(Exercise data begins)

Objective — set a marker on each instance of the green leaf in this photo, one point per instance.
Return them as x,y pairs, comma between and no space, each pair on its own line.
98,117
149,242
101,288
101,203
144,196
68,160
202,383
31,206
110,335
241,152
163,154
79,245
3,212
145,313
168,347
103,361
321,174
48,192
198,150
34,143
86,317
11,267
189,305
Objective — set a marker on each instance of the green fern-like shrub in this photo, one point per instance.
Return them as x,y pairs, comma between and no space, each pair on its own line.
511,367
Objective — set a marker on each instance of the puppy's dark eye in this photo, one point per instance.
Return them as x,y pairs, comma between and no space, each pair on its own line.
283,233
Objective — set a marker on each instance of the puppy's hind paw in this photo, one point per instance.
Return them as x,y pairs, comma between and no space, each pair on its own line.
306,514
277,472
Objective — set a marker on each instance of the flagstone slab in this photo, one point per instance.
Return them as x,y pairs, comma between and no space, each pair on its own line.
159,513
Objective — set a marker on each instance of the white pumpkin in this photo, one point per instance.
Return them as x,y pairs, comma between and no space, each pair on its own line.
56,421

(Exercise data ends)

## What you need to do
If a line in the records above has the word "puppy", copy it.

## Task answer
Objective — set a marker on each instance of the puppy's dark eye in this photo, one point per instance.
Objective — set a marker on each instance of the puppy's hind paw in this photo, one point per instance.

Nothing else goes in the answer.